━━━━━ SOURCE EXCERPT

Posted: Fri Jun 12, 2009 1:34 am
by LYR
Yes, I do create a new topic every time I need help with something.

If you are referring to the Olympic Games, which one of these would be the correct way to do so?

"The 1908 Games held in Great Britain"

or

"The 1908 games held in Great Britain"

Basically, do I capitalize the "g" in "games?"

Re: Help

Posted: Fri Jun 12, 2009 1:37 am
by Skittles!
Well, you would probably use "The 1908 Olympics, held in Great Britain" so you would not have to use games, but it always depends on the context of the sentence.

Re: Help

Posted: Fri Jun 12, 2009 1:39 am
by owheelj
I think you should capitalise it because you're talking about a specific event - so it should be a proper noun.

Re: Help

Posted: Fri Jun 12, 2009 1:41 am
by LYR
owheelj wrote:I think you should capitalise it because you're talking about a specific event - so it should be a proper noun.


That is what I was thinking, but I was looking at some of the documents I was given to use as sources and they have the g lowercased.

Skittles! wrote:Well, you would probably use "The 1908 Olympics, held in Great Britain" so you would not have to use games, but it always depends on the context of the sentence.


I would, but it would be extremely repetitive. This is possibly the most boring essay I have ever written. Ever.

Re: Help

Posted: Fri Jun 12, 2009 2:42 am
by john9blue
At any rate, we know you have the entire Internet to select from, so we would like to thank you for choosing Conquer Club forums for your grammatical needs! :)

Re: Help

Posted: Fri Jun 12, 2009 7:06 am
by jonesthecurl
LYR wrote:
owheelj wrote:I think you should capitalise it because you're talking about a specific event - so it should be a proper noun.

━━━━━━━━━━
━━━━━ DATASET EXTRACT

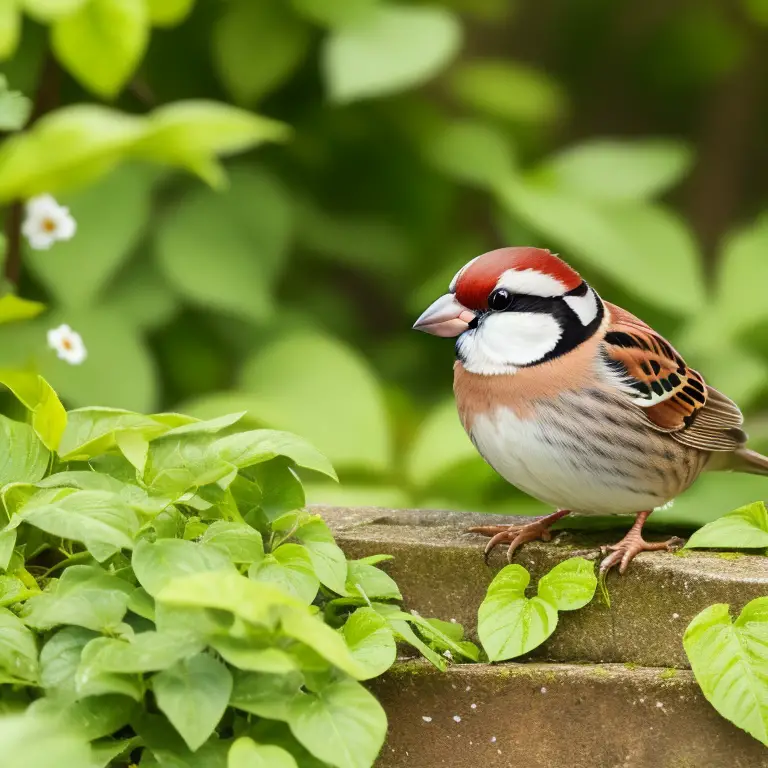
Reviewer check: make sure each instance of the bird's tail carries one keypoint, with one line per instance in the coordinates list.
(745, 460)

━━━━━━━━━━

[REQUIREMENTS]
**a)** Translate this sentence from the forum thread into Spanish: "This is possibly the most boring essay I have ever written."
**b)** Reproduce the part of the forum thread that begins at the words "Skittles! wrote:Well, you" and stops after the words "grammatical needs! :)".
The lines have no role in this exercise.

[EXPECTED OUTPUTS]
**a)** Este es posiblemente el ensayo más aburrido que he escrito en mi vida.

**b)**
Skittles! wrote:Well, you would probably use "The 1908 Olympics, held in Great Britain" so you would not have to use games, but it always depends on the context of the sentence.


I would, but it would be extremely repetitive. This is possibly the most boring essay I have ever written. Ever.

Re: Help

Posted: Fri Jun 12, 2009 2:42 am
by john9blue
At any rate, we know you have the entire Internet to select from, so we would like to thank you for choosing Conquer Club forums for your grammatical needs! :)